Depending on the occasion, Baltimore City Council member Odette Ramos refers to her heritage in different ways.
When the 50-year-old Abell resident talks about herself, she prefers Latina. But that is also evolving to Latine, which she considers more inclusive of all genders.
“When I’m saying I’m the first Hispanic person elected — I don’t want them to miss out that I am the first person, man or woman — I am Latine. Latine is not being used as much, but I am trying to integrate that more into my language,” said Ramos, who has been a Baltimore City Council member since 2020. “I’m very proud to be Latina. But those of us who have been in this for a while are trying to figure out how to be more inclusive. But not the [Latin]x. Who decided on the X?”
When it comes to how Latinos in this country self-identify, it ultimately depends on the person as well as various factors at play, including age, location, class, race and an evolving view of sexual identity.
What further complicates things is the balancing act in the United States, where English is primarily spoken but where a growing, diverse Spanish-speaking population brings its own language — a gendered language — and its cultural rules. And just as with any language, as it evolves — along with attitudes about self-expression and fluidity — the terms used to describe this population also reflect those societal changes.

◇ ◇ ◇

● Written instruction 1
According to the passage on Latino identity terms, since what year has Odette Ramos served on the Baltimore City Council?
● Written instruction 2
Reproduce the passage on Latino identity terms from "What further complicates" to "those societal changes.".
The records have no connection to the passage on Latino identity terms.

● Items
◇ ◇ ◇

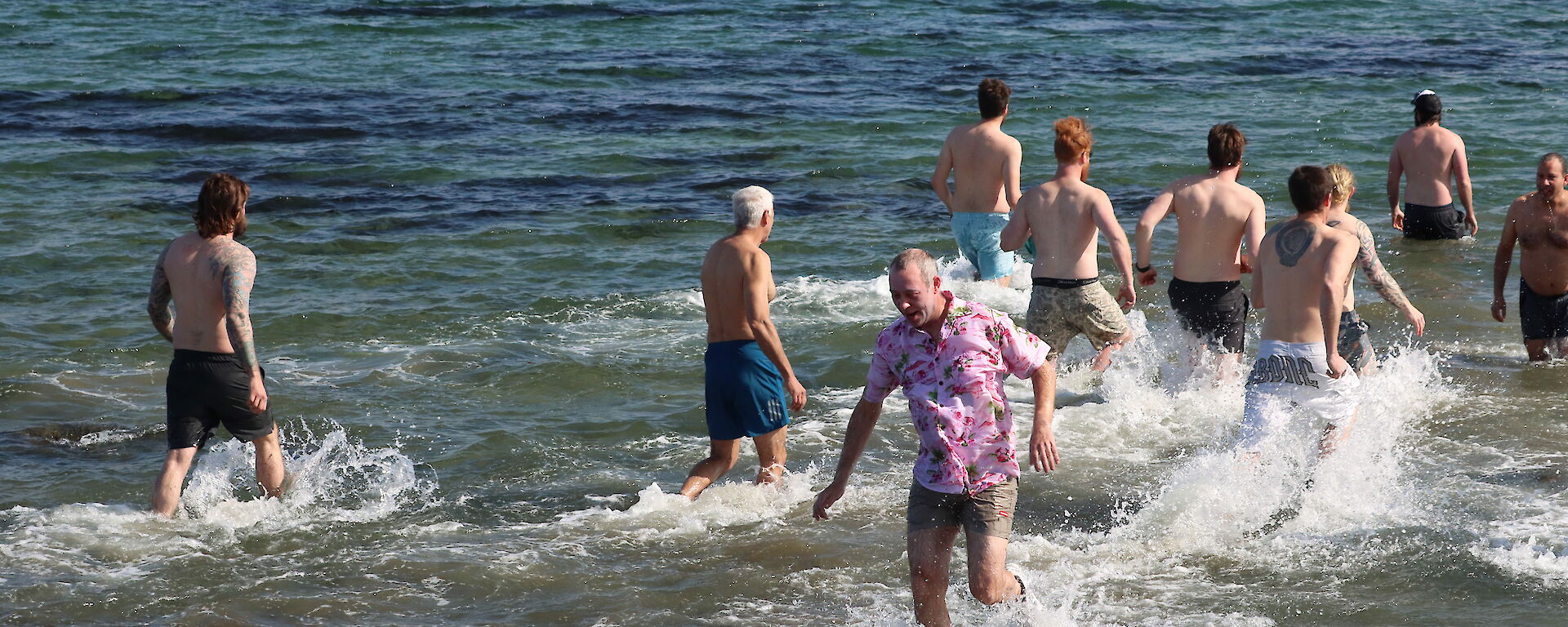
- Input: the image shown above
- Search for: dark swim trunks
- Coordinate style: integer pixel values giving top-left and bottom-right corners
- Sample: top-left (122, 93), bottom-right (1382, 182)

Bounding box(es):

◇ ◇ ◇

● Right answer 1
Since 2020.

● Right answer 2
What further complicates things is the balancing act in the United States, where English is primarily spoken but where a growing, diverse Spanish-speaking population brings its own language — a gendered language — and its cultural rules. And just as with any language, as it evolves — along with attitudes about self-expression and fluidity — the terms used to describe this population also reflect those societal changes.